**Work item:** Only those lines in the data below from the line containing "e.g. [[187, 28]]" through the line containing "e.g. [[963, 288]]", both included, should be restated word for word.
*** Begin section ***
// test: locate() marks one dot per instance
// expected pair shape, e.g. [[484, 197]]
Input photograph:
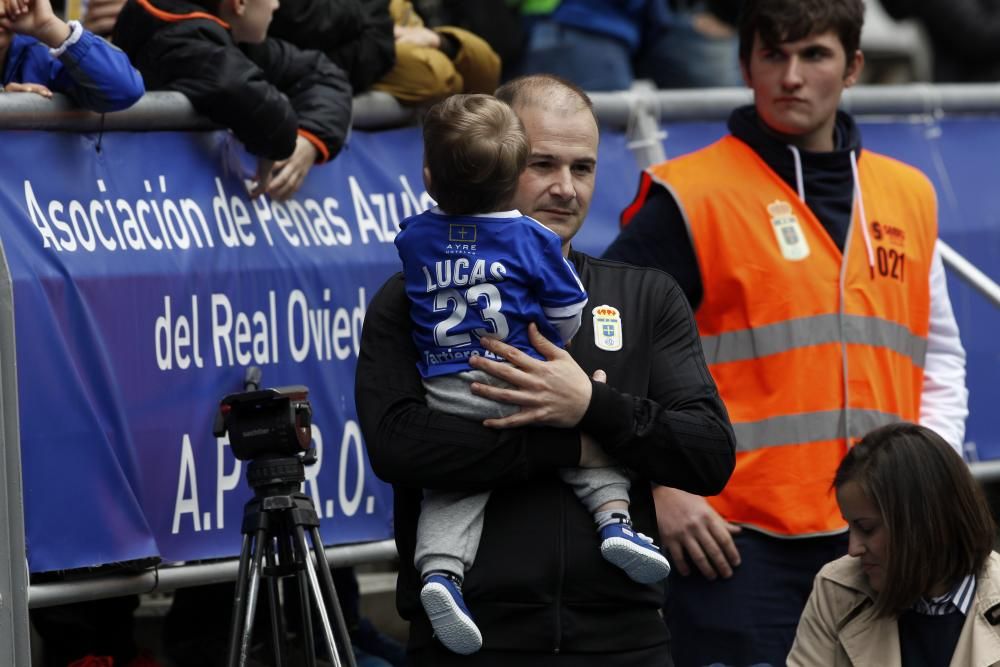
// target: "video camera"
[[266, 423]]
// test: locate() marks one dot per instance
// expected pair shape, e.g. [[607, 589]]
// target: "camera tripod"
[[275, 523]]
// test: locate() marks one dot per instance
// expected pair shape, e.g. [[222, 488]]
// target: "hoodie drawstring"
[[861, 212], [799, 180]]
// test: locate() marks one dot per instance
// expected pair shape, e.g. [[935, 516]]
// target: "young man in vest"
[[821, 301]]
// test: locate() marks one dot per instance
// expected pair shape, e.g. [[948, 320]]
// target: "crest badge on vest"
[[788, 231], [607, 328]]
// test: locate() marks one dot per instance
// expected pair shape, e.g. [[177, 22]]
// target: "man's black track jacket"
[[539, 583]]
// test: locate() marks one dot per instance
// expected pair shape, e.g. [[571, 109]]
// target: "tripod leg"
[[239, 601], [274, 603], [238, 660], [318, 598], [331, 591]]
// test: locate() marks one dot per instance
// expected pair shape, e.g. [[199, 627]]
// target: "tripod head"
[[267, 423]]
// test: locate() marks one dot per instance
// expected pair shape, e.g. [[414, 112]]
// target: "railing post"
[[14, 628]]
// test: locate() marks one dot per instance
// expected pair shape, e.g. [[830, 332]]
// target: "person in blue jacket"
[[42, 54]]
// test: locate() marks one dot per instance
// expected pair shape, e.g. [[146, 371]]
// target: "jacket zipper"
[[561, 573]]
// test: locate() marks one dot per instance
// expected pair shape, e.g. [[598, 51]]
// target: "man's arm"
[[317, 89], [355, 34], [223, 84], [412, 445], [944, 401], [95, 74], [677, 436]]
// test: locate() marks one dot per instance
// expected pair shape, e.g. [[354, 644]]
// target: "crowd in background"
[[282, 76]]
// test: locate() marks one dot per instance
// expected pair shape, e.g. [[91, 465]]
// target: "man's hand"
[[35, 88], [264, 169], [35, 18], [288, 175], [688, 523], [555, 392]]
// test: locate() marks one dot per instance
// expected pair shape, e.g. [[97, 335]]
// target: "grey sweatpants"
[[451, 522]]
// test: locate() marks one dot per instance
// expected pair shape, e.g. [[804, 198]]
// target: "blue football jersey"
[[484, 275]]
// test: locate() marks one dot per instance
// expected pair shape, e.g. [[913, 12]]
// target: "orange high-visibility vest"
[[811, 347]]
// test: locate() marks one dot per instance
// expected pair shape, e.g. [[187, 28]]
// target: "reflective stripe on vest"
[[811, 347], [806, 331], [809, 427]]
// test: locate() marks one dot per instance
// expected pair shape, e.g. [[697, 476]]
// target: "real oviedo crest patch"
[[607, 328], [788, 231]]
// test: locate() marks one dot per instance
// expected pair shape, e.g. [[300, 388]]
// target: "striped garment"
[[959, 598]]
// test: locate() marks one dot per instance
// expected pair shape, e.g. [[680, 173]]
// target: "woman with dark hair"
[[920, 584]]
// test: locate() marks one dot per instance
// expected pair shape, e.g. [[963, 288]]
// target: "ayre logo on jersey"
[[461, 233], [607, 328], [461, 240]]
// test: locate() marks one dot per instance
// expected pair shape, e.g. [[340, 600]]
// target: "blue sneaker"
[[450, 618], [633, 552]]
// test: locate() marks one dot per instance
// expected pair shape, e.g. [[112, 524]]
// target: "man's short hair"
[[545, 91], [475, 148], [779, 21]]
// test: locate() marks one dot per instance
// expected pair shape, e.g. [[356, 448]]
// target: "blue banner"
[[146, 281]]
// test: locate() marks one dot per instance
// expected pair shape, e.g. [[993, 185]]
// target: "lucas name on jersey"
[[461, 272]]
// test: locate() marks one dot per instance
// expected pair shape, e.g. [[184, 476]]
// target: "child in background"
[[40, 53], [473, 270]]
*** End section ***
*** Begin section ***
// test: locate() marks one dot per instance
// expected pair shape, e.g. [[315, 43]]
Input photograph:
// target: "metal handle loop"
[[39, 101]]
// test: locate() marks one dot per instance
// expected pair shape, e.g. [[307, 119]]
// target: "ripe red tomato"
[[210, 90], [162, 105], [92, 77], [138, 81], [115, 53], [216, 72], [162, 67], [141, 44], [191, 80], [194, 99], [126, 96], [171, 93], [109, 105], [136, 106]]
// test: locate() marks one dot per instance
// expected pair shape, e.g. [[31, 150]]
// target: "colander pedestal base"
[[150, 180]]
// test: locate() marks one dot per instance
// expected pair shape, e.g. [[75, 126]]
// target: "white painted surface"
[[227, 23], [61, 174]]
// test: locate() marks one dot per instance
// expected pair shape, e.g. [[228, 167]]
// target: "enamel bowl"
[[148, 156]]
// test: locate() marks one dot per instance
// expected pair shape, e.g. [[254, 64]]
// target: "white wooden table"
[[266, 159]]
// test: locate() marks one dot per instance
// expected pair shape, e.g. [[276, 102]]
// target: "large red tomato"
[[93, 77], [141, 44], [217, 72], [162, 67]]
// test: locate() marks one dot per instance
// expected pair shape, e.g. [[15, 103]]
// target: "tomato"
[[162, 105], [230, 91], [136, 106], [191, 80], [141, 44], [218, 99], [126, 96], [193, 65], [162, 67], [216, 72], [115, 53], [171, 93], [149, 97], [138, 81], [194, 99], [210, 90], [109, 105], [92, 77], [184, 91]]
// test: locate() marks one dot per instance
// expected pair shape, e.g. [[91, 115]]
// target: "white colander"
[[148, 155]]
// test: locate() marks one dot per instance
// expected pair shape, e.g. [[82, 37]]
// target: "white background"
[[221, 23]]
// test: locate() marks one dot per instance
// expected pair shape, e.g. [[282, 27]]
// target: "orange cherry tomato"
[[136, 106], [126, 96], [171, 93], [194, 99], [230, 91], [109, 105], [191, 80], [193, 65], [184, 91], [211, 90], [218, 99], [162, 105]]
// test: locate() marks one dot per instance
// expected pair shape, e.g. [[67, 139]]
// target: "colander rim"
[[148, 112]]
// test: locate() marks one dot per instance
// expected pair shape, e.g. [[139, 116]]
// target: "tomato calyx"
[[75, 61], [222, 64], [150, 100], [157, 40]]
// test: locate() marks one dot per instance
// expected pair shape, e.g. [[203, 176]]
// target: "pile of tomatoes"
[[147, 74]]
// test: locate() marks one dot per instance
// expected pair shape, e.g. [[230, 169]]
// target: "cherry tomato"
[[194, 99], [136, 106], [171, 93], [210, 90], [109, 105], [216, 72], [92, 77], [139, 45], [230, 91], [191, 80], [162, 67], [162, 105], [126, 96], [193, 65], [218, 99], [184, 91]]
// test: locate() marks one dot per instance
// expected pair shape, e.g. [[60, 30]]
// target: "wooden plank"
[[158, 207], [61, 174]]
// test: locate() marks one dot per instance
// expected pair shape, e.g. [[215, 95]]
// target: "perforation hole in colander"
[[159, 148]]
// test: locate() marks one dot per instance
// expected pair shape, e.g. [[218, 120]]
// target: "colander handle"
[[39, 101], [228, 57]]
*** End section ***
**Completed exercise:**
// expected pair shape, e.g. [[187, 28]]
// target: "reflective stripe on vest"
[[811, 347], [806, 331], [809, 427]]
// test: locate() marks one dot per instance
// expected pair shape, e.g. [[697, 476]]
// target: "real oviedo crest patch"
[[607, 328], [788, 231]]
// test: locate() marks one dot per instance
// expected pair shape, e.g. [[300, 388]]
// target: "striped garment"
[[959, 598]]
// test: locate() marks one dot per instance
// expected pair shape, e.g. [[680, 173]]
// target: "woman with dark hair"
[[920, 584]]
// test: locate() marks one dot per instance
// expected pair shape, e.g. [[963, 288]]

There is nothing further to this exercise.